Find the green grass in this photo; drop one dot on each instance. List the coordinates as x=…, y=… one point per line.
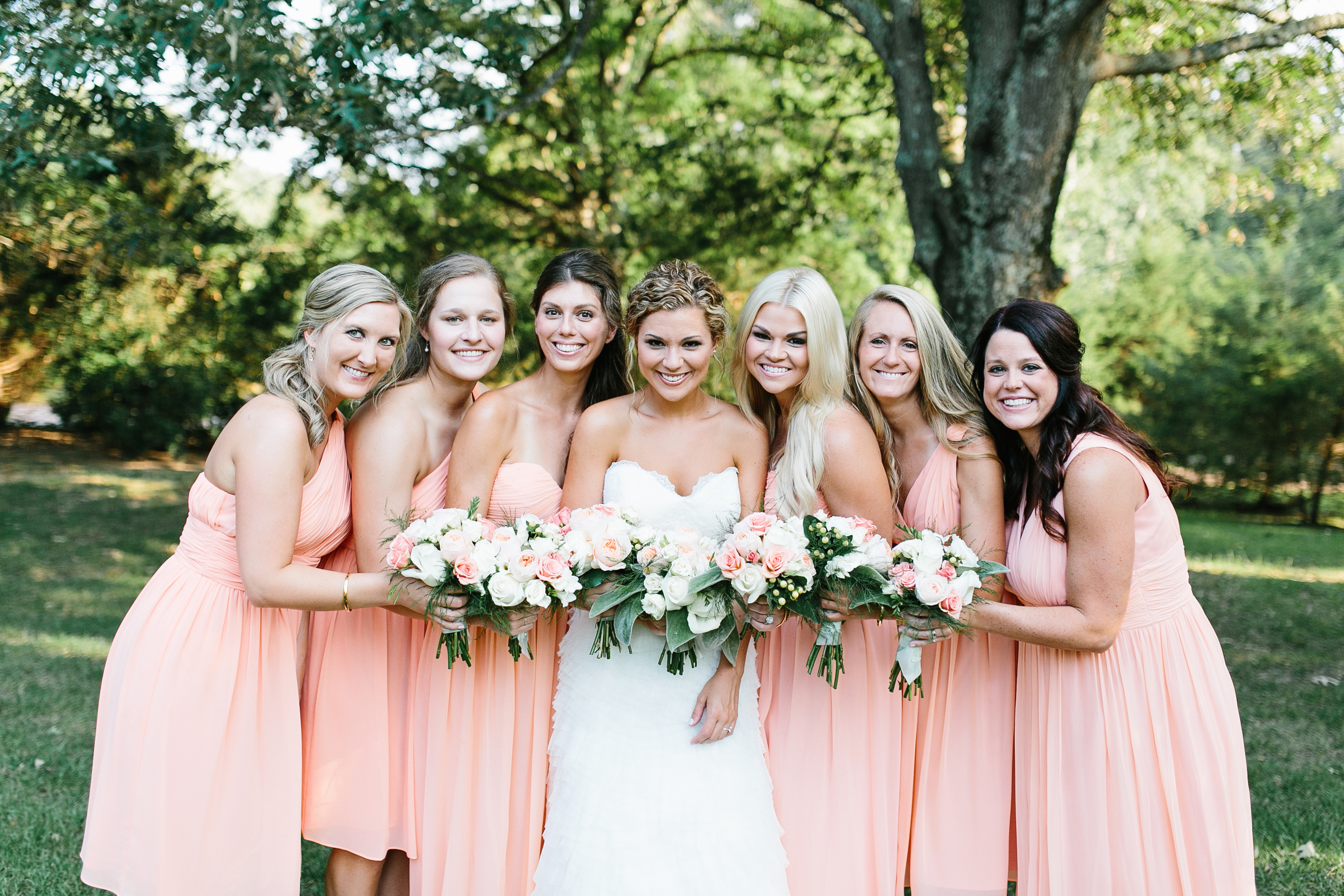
x=80, y=534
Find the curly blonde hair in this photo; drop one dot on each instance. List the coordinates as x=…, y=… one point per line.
x=677, y=284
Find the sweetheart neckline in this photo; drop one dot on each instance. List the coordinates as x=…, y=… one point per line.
x=666, y=481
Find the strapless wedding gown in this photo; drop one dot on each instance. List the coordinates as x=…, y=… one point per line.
x=633, y=805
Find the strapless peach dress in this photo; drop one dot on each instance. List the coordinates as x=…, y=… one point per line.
x=482, y=775
x=842, y=760
x=198, y=758
x=359, y=746
x=963, y=804
x=1131, y=773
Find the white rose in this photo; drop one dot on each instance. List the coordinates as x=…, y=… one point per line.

::::::::::

■ **What is needed**:
Could you give the material again exactly as it stands, omitting any image?

■ **Written response**:
Find the green grass in this photo; drop one dot on each instance. List the coordinates as x=…, y=… one point per line.
x=80, y=534
Find the curly blonde hair in this photo; drop one dot on each instance. List the coordinates as x=…, y=… one point per line.
x=677, y=284
Find the sweetheart neckline in this photo; drop one dot on each instance. List the coordinates as x=…, y=… one point per line.
x=666, y=481
Find the strapless wedding gown in this photo; drop one dot on each instance. List the coordinates as x=…, y=… one point per line.
x=633, y=805
Find the strapless peach dress in this photo; drop one dot on each instance. List the coordinates as x=…, y=… one point per line.
x=482, y=775
x=842, y=760
x=198, y=758
x=359, y=746
x=963, y=804
x=1131, y=773
Find the white rose in this photo; drop one dot on each instance. List the coordinates as x=…, y=… one point per line.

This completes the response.